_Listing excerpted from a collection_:
* START *

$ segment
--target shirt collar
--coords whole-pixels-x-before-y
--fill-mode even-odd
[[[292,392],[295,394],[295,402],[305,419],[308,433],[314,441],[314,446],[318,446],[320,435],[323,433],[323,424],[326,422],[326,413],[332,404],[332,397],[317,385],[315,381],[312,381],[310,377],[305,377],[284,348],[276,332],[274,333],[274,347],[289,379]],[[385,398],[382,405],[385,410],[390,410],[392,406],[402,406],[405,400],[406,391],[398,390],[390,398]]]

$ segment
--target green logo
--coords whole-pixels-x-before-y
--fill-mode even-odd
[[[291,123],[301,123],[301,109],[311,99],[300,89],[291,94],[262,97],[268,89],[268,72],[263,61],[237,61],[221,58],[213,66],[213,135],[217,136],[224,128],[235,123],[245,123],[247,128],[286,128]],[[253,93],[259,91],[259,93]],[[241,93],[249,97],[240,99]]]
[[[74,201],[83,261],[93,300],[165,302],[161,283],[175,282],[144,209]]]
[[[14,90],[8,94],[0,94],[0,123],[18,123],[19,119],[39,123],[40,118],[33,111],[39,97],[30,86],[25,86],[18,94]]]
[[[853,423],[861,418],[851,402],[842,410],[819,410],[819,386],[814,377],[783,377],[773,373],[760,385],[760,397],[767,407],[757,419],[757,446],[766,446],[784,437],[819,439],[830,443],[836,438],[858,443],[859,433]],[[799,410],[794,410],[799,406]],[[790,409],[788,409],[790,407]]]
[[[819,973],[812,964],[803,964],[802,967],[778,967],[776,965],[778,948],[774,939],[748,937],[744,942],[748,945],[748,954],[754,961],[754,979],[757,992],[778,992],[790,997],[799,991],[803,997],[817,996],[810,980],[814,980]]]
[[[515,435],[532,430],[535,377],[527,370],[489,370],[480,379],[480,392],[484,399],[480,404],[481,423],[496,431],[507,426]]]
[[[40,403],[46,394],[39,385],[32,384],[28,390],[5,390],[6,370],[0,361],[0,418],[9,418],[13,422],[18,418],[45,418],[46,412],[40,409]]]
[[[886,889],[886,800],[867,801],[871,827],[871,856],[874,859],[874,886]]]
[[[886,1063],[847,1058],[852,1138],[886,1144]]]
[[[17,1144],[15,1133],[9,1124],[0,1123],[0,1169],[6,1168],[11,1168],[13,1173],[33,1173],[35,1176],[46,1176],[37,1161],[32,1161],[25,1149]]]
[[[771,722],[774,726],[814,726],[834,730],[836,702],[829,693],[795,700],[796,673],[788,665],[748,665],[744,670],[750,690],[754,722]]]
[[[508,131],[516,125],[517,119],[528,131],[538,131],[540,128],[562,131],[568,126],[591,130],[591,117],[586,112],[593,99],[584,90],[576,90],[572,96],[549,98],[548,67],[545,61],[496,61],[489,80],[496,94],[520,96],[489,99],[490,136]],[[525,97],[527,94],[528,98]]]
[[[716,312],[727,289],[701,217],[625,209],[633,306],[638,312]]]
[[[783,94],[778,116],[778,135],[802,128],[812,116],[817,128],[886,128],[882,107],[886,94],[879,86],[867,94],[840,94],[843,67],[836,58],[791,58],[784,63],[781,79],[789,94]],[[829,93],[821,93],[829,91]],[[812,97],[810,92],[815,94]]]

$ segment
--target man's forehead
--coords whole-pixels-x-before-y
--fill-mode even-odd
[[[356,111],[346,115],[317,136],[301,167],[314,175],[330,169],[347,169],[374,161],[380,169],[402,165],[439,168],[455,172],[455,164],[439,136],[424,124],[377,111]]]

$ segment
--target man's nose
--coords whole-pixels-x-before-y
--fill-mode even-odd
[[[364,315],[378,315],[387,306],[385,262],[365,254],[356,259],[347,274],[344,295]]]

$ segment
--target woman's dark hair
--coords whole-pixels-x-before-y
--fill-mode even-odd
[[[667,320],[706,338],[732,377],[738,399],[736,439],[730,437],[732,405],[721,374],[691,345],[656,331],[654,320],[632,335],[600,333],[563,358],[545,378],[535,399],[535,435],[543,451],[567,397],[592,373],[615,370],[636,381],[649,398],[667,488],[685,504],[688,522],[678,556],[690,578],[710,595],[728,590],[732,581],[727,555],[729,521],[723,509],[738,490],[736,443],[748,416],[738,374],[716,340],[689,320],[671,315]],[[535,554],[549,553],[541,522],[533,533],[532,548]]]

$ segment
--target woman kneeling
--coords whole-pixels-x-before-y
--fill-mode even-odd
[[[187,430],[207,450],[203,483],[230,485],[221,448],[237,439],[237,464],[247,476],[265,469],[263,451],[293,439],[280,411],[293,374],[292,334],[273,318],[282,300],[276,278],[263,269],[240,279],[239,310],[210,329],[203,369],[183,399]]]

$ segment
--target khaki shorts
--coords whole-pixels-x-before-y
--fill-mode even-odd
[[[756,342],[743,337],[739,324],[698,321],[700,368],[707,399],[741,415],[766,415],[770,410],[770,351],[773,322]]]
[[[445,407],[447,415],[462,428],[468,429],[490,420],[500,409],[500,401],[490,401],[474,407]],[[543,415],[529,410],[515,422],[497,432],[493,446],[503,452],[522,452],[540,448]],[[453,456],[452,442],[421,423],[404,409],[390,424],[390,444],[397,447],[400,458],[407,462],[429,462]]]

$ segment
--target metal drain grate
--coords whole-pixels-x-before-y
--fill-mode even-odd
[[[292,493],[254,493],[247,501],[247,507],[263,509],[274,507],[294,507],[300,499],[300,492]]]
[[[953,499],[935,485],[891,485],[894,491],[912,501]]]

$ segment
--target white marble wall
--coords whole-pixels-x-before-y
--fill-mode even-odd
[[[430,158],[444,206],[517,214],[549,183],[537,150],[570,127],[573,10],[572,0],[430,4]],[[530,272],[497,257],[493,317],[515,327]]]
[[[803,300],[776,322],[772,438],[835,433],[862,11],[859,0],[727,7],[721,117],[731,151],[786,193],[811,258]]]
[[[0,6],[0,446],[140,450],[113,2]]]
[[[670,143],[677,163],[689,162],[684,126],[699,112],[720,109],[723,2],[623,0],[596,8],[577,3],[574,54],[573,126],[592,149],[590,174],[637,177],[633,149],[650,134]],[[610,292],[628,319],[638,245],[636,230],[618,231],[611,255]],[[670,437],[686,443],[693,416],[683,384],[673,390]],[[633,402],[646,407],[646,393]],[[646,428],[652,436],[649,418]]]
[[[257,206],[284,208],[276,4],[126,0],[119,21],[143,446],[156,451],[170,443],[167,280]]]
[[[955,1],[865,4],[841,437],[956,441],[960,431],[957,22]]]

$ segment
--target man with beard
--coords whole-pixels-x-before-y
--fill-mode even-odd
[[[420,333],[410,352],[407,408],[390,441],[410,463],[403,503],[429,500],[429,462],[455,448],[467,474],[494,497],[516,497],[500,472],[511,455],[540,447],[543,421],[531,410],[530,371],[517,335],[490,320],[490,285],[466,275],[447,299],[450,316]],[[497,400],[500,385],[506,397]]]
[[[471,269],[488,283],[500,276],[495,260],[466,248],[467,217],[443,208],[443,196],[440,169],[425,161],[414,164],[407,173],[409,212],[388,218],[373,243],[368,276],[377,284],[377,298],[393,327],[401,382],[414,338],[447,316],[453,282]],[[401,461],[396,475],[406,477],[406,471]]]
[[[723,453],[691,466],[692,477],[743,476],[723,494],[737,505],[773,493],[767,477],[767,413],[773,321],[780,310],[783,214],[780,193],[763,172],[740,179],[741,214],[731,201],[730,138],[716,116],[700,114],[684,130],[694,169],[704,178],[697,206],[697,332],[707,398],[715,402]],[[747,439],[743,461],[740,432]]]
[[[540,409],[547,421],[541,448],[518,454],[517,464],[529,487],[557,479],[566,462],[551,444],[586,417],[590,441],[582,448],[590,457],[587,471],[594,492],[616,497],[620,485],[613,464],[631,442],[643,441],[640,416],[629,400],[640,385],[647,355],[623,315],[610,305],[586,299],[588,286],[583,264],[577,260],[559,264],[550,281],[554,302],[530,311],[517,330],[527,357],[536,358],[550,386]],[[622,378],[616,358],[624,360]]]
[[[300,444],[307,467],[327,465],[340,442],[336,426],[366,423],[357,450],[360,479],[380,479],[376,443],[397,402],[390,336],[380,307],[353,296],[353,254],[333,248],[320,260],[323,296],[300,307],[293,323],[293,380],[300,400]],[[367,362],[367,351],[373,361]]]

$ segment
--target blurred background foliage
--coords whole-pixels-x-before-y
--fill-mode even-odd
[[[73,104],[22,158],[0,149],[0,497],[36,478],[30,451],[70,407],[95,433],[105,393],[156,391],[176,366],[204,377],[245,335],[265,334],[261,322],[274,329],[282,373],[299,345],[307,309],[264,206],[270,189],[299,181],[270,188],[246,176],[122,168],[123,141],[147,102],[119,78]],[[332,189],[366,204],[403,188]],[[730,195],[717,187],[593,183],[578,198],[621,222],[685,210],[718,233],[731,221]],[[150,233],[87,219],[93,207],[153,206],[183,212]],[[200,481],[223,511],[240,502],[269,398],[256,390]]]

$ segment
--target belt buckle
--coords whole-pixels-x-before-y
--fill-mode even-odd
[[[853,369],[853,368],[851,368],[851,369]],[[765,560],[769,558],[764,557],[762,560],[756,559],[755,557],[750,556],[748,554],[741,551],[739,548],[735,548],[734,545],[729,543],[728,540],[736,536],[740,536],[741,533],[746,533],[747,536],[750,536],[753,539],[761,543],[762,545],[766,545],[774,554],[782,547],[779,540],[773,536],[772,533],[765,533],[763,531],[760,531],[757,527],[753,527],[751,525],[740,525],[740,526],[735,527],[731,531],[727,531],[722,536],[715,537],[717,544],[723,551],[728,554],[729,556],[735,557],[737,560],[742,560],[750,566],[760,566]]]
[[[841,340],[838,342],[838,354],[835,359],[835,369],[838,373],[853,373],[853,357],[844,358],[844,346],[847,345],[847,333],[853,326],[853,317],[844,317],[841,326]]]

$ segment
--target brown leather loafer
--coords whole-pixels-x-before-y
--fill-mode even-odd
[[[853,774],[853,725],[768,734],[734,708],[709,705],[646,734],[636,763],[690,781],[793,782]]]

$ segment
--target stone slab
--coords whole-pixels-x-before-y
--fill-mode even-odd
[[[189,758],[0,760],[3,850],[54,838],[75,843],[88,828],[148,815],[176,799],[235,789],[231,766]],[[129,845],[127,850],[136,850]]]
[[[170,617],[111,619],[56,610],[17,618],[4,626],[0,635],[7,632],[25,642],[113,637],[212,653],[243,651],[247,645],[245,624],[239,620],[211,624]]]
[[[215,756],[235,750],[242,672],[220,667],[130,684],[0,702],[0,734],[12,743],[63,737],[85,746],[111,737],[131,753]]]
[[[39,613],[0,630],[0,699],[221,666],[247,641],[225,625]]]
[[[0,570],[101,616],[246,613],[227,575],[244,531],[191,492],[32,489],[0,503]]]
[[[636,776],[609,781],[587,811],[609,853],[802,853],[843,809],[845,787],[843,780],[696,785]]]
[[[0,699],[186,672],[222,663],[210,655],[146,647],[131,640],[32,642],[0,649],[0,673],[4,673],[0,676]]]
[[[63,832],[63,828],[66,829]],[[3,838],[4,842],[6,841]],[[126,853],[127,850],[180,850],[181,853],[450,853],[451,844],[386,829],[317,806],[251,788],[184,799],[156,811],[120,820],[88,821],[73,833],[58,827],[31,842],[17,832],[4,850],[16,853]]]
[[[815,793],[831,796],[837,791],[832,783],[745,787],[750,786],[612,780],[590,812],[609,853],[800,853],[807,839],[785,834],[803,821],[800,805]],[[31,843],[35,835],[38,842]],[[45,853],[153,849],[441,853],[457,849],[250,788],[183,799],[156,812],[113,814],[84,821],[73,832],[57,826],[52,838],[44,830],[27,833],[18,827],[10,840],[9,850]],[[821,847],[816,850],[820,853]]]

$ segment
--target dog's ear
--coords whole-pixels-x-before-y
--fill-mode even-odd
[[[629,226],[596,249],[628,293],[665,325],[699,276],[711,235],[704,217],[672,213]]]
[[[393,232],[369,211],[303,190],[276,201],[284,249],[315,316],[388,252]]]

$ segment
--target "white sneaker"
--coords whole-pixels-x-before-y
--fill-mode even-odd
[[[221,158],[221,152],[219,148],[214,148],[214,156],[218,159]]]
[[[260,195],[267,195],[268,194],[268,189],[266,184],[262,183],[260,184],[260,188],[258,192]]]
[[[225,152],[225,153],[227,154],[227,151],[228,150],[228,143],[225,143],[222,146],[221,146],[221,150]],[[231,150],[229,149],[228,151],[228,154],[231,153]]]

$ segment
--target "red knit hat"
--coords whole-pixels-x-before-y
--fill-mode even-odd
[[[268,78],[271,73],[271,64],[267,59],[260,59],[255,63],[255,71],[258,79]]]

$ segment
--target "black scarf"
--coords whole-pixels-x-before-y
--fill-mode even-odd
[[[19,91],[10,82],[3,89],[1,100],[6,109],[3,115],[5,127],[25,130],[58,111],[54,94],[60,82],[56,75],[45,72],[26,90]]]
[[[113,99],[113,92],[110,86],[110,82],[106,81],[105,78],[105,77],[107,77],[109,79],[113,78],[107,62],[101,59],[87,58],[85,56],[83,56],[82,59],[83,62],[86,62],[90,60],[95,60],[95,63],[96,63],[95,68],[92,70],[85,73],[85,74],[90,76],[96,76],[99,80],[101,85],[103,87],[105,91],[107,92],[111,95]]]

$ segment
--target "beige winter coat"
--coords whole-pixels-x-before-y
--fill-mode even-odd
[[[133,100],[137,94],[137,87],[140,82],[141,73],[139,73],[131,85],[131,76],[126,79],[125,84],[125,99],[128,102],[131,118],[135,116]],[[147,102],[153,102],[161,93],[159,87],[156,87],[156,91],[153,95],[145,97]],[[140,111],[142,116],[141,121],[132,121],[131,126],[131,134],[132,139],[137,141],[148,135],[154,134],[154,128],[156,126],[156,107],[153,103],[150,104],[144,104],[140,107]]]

* END *

_Written instruction_: Gather every line of the listing that contains the string "white", and copy each one out.

_Answer below_:
--target white marble wall
--target "white sneaker"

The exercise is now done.